Coordinate labeling data:
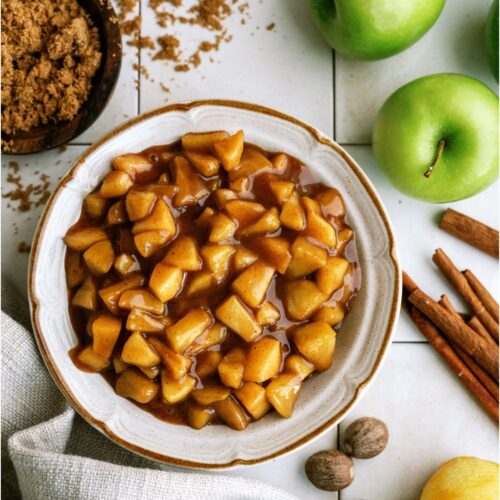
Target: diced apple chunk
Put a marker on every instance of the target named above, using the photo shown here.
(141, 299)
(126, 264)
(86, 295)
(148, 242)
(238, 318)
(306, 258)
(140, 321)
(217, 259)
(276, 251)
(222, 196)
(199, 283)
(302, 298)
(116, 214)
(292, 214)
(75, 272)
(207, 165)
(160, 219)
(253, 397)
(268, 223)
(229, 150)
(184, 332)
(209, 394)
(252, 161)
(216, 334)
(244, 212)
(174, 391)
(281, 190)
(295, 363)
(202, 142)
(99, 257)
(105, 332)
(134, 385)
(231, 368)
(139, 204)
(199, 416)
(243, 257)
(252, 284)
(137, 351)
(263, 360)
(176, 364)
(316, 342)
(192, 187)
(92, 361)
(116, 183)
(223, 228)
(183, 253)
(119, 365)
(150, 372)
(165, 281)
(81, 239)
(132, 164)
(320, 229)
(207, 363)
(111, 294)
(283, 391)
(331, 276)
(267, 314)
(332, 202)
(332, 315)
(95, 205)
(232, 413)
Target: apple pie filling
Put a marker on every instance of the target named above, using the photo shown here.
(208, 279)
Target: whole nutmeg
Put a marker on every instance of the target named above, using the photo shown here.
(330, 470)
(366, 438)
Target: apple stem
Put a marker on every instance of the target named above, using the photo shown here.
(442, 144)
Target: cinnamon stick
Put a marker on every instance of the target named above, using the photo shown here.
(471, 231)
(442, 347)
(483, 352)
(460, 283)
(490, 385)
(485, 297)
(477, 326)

Request — Rewrite the listing from the line with "Target: whole nutmeg" up to and including its final line, keeping every request line as it is. Multiply each coordinate in the answers by 1.55 and round to whole numbers, with halves rounded up.

Answer to this task —
Target: whole nutmeg
Put a marker on every instance of the target named above, using the photo shown here.
(512, 729)
(567, 679)
Target: apple stem
Put a marker on every instance of the target named above, using the photo shown here.
(685, 223)
Target: cinnamon stick
Put a marker on every instance of the target named above, using the photo shown here.
(730, 358)
(685, 538)
(749, 546)
(713, 439)
(760, 597)
(752, 460)
(739, 505)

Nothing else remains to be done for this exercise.